------ SOURCE DATA ------

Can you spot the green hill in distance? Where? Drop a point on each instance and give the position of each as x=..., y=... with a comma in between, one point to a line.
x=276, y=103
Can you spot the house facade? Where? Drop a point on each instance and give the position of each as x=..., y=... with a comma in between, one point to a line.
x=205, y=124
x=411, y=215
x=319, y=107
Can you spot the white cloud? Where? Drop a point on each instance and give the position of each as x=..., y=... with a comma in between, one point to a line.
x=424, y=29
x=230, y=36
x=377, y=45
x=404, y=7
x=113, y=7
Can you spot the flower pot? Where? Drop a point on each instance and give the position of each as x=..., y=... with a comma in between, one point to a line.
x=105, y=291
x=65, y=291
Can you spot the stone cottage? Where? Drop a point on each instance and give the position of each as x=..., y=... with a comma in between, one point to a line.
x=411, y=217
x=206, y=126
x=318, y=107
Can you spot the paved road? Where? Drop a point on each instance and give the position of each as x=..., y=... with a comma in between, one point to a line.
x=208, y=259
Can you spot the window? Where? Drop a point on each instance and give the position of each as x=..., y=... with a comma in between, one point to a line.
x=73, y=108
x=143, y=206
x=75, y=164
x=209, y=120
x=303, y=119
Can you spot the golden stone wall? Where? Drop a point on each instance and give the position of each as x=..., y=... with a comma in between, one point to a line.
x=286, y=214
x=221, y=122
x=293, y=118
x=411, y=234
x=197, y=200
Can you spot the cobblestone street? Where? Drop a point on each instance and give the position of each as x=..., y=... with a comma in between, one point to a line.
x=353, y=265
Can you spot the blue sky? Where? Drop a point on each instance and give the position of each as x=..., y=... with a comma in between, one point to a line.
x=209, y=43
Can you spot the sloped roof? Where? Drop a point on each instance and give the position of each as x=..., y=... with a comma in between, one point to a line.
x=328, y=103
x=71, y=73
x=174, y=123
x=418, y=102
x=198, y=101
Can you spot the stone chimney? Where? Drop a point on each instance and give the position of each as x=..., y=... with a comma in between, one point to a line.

------

### [TASK DESCRIPTION]
Please write out exactly the line containing "Can you spot the cobblestone" and every line after it through the end of the records, nothing more.

### [SOLUTION]
Can you spot the cobblestone street? Where? Drop a point on each instance and give the position of each as x=..., y=... with a comma in between, one point to a line.
x=353, y=265
Can you spot the blue sky? Where? Drop a point on each instance and give the position of each as x=..., y=... with a comma in between, one point to a line.
x=209, y=43
Can you spot the sloped roof? Where? Drop a point on each instance and give the position of each as x=..., y=... with a comma in between, one point to a line.
x=328, y=103
x=71, y=73
x=174, y=123
x=418, y=102
x=198, y=101
Can you spot the stone chimney? Where? Drop a point on each instance and give the position of each as x=..., y=... with a comma in between, one point to a line.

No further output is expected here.